**Entries supplied:**
- - - - - - -

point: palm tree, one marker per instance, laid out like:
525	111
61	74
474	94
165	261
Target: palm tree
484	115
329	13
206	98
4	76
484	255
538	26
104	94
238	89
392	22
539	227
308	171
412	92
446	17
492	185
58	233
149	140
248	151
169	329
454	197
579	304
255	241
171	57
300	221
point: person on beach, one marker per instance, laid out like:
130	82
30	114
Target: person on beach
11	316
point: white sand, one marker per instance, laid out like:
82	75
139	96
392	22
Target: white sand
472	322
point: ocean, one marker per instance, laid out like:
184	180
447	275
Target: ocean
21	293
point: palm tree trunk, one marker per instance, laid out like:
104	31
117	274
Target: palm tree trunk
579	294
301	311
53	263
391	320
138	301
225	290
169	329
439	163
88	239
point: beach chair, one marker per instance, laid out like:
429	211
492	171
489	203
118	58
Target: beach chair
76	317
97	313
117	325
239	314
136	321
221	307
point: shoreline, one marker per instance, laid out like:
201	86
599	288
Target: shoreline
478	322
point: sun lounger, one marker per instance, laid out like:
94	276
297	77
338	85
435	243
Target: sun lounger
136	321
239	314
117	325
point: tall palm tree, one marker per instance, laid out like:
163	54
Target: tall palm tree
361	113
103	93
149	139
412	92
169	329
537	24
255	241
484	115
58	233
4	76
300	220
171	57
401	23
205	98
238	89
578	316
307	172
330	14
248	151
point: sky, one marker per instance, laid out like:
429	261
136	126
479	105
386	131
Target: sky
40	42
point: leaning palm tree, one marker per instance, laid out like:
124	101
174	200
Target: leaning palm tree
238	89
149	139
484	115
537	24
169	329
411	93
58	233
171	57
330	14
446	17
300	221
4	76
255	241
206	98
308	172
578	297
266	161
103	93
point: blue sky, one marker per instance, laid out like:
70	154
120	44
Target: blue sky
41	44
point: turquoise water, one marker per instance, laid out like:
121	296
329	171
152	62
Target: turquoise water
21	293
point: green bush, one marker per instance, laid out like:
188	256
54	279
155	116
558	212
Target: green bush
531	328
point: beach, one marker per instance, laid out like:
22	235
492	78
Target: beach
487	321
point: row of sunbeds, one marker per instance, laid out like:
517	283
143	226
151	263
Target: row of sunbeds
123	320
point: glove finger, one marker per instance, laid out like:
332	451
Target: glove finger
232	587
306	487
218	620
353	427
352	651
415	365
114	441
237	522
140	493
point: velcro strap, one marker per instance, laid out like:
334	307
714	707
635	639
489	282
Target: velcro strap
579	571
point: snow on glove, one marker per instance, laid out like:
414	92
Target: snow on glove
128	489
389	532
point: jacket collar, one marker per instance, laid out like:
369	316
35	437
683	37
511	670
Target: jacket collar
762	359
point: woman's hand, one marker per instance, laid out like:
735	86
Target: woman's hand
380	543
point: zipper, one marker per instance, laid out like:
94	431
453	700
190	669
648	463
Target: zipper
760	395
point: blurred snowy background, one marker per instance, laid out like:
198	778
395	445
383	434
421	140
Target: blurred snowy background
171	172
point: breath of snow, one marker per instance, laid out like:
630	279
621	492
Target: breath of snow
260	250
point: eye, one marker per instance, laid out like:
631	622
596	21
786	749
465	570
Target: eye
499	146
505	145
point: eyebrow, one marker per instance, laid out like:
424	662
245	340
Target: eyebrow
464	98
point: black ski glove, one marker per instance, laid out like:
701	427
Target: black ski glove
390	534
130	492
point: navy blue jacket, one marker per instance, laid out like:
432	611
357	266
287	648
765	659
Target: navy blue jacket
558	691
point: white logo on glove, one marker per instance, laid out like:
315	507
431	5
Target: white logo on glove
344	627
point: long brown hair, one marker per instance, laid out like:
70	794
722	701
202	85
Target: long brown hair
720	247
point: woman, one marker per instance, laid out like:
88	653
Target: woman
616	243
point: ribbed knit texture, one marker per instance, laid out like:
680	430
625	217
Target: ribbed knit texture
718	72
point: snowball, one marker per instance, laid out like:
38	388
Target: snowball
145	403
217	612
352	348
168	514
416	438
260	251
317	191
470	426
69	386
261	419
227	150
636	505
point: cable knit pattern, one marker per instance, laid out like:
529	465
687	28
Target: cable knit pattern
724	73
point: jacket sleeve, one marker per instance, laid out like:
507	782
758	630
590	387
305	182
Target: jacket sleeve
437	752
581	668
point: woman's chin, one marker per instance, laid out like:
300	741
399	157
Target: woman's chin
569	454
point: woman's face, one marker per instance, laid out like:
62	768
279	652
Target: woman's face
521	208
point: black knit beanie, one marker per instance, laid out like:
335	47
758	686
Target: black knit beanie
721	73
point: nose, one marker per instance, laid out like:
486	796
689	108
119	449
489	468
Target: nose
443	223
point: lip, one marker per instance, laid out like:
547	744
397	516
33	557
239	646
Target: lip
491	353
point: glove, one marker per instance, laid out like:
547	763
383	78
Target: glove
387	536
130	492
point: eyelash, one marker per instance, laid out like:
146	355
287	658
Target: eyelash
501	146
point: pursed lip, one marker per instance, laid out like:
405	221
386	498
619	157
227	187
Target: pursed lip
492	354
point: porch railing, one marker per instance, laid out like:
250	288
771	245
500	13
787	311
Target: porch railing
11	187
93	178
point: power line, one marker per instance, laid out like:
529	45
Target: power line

- - - - - - -

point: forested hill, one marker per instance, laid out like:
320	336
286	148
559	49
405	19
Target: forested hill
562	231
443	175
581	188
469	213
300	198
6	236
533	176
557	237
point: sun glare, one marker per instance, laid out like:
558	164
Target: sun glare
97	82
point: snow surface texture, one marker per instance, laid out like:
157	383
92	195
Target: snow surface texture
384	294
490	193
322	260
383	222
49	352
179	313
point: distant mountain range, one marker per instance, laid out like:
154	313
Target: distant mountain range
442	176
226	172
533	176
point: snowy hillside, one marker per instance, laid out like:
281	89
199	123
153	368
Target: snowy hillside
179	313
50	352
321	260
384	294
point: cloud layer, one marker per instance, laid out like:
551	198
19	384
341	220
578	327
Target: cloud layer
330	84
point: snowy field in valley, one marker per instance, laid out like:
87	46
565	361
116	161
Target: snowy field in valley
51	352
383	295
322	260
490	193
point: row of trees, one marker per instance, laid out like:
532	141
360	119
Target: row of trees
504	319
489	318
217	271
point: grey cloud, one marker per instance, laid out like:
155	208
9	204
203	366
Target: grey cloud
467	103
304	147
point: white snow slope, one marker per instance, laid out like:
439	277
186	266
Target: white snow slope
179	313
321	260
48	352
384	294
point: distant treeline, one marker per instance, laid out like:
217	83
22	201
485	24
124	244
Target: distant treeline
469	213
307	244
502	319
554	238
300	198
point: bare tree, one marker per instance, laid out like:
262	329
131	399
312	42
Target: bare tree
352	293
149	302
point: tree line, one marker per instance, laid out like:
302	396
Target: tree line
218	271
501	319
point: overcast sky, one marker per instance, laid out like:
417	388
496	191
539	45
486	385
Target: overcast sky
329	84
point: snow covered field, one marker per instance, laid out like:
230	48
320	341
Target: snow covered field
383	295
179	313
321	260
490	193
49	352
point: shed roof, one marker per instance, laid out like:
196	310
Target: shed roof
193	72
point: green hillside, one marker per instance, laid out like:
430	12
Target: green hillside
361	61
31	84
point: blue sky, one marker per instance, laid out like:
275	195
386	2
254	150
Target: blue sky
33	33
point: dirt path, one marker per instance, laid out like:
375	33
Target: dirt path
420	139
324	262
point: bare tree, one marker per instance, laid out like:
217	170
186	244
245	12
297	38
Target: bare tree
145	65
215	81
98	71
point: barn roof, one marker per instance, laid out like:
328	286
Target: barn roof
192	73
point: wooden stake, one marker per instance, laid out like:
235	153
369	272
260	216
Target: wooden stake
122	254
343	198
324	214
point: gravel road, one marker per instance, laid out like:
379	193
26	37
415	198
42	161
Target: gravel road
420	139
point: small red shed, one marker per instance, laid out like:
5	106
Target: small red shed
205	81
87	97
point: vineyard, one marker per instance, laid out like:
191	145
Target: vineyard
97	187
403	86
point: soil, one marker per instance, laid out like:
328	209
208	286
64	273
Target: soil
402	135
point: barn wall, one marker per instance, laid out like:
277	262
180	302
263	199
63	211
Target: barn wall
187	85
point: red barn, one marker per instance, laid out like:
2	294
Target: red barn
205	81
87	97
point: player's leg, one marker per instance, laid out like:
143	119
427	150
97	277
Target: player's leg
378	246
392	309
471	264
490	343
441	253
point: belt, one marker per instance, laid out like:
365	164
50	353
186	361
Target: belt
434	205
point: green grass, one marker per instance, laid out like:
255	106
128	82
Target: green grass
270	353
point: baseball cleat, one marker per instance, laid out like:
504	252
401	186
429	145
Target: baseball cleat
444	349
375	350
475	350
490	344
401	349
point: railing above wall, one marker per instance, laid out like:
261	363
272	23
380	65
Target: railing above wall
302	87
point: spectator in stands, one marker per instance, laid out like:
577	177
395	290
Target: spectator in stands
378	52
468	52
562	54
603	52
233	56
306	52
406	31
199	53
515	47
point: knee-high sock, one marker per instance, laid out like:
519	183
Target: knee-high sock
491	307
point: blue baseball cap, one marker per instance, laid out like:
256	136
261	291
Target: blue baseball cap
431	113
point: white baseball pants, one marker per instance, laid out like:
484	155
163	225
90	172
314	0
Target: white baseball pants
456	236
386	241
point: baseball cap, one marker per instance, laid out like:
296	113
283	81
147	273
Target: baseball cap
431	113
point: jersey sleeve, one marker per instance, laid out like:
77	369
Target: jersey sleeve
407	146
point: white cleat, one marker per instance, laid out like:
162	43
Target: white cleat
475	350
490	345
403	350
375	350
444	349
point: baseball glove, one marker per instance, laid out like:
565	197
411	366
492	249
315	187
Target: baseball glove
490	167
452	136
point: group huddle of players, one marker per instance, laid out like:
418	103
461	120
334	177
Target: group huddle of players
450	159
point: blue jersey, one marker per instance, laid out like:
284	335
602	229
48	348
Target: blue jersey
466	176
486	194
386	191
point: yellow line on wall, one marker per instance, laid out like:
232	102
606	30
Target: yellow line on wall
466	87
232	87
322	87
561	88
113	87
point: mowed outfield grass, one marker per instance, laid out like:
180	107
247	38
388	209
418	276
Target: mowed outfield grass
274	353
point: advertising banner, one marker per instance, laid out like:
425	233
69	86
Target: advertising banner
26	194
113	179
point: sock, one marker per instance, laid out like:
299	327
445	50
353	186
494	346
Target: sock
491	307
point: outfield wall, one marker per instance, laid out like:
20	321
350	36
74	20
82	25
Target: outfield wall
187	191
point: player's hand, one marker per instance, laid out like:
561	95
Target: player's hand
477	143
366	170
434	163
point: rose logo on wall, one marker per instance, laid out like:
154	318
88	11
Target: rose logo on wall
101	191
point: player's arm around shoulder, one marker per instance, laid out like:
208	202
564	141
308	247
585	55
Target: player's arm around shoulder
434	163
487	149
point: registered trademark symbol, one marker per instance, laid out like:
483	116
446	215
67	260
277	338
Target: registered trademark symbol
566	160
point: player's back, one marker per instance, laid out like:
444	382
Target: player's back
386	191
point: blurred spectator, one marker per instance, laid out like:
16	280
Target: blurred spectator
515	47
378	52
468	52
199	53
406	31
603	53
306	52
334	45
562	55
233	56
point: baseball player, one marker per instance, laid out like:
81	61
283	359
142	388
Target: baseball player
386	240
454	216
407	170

- - - - - - -

**Your task:**
Which lines in the rows above contain the string "glare"? Collect all of them, and count only matches in the same case.

**Solution to this problem:**
point: sun glare, one marker per instance, laid out like:
Target: sun glare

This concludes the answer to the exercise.